§ Dataset records:
----

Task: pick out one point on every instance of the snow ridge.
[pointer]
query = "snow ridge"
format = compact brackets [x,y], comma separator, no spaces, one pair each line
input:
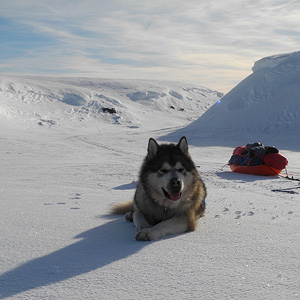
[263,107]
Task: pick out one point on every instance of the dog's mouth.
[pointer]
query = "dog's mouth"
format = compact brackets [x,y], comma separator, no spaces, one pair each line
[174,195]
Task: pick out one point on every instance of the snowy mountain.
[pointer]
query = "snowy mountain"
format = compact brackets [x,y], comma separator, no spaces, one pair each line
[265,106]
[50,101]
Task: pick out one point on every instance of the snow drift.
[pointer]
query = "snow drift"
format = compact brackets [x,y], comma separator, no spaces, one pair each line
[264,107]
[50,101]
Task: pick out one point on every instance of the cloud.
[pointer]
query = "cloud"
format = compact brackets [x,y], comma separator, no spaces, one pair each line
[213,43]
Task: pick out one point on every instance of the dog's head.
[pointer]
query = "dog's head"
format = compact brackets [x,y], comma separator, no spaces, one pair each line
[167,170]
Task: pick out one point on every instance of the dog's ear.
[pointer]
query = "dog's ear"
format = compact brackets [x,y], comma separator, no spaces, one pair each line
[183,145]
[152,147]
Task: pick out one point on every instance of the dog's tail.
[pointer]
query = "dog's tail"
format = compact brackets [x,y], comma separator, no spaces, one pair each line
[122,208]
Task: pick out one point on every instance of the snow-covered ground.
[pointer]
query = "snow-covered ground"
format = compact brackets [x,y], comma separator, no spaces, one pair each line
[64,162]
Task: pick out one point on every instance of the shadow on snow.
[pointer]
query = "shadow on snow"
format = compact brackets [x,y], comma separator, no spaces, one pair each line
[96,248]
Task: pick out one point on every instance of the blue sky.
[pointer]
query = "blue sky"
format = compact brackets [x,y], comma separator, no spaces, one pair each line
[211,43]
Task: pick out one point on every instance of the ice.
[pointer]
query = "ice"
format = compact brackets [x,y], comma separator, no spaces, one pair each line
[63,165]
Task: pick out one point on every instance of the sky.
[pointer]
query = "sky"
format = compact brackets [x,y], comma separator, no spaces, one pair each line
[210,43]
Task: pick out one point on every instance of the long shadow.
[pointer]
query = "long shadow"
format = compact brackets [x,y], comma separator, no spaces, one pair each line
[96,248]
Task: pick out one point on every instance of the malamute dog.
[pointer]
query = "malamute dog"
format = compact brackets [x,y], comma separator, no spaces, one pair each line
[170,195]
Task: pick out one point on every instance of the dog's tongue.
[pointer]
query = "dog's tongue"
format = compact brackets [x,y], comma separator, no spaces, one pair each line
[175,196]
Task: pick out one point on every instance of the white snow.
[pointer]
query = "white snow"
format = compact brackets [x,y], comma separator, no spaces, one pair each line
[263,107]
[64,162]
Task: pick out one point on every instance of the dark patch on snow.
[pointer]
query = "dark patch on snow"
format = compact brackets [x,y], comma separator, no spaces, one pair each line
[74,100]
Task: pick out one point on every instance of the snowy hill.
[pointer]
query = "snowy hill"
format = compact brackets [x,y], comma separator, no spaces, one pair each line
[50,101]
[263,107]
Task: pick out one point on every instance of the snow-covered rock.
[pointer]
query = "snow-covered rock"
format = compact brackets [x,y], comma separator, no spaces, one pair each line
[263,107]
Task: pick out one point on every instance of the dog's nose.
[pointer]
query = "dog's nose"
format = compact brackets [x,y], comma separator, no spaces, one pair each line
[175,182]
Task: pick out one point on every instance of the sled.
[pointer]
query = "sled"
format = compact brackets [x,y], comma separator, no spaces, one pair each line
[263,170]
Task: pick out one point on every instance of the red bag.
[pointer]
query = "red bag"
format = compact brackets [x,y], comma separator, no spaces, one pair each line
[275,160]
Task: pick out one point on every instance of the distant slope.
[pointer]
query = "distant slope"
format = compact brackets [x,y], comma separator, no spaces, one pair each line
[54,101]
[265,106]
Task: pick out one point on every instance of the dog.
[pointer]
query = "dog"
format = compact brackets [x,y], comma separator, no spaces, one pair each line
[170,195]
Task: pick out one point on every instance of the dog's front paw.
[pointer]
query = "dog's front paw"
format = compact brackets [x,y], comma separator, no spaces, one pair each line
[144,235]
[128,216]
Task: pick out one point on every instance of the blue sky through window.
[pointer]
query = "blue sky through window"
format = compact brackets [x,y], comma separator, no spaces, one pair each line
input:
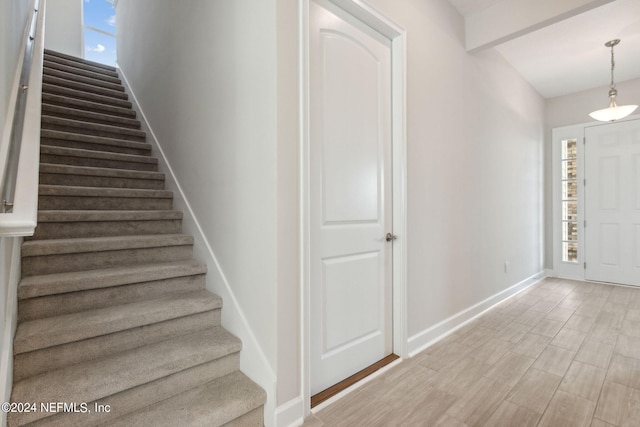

----

§ Work required: Scan the material above for "ridge". Copy every line where it appears.

§ Result of this exercise:
Task: pick out one point on every instance of the snow ridge.
query = "snow ridge"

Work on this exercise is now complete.